**EXERCISE BRIEF:**
Extract every line of the data below that contains the string "wall", matching case exactly.

**INFORMATION SUPPLIED:**

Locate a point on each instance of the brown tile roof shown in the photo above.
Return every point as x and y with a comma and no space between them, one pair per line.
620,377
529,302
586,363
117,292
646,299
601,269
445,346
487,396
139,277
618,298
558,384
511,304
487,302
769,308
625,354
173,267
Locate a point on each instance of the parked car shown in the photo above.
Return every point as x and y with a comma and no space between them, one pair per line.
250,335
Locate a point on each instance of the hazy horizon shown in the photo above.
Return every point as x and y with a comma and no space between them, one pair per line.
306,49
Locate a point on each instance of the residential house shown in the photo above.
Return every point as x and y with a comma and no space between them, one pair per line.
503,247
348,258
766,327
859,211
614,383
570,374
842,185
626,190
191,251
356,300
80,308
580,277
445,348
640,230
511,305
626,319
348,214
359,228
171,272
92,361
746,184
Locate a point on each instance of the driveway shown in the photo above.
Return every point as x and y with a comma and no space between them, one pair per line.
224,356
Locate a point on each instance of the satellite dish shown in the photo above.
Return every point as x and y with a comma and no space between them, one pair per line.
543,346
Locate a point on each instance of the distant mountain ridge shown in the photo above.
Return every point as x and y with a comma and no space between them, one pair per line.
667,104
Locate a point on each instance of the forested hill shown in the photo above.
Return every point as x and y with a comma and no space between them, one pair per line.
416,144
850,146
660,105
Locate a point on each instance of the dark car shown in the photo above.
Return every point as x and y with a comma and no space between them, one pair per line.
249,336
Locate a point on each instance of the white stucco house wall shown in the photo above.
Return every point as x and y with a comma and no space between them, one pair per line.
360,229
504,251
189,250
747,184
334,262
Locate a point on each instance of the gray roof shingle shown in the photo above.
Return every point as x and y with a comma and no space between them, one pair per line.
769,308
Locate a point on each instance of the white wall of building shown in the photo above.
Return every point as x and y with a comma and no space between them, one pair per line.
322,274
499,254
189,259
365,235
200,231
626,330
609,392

...

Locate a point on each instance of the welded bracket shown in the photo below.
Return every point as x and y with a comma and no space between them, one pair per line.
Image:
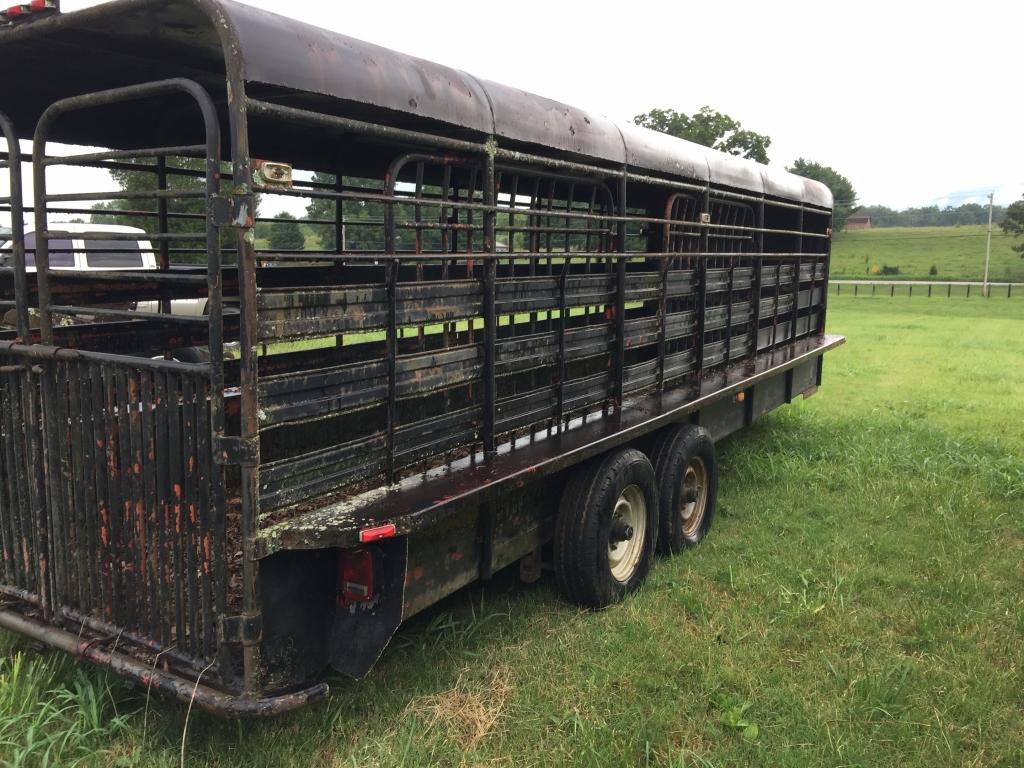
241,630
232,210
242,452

==

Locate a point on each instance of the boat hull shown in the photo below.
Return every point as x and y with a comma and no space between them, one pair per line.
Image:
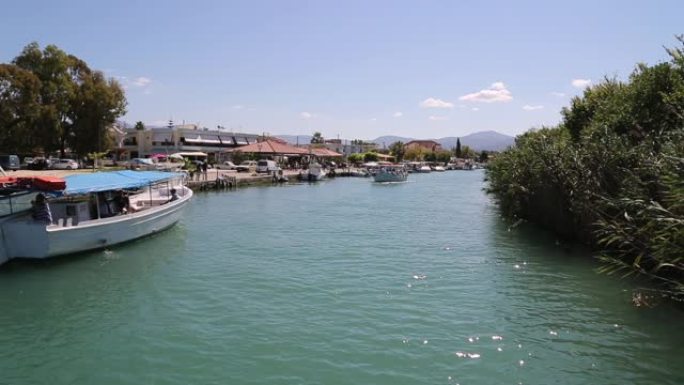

**RESULT FOR THIS EXERCISE:**
Locate a point on each instance of the white stucco house wall shown in the photo above.
Locate a point on each instance of the white wall of building shown in the photo above.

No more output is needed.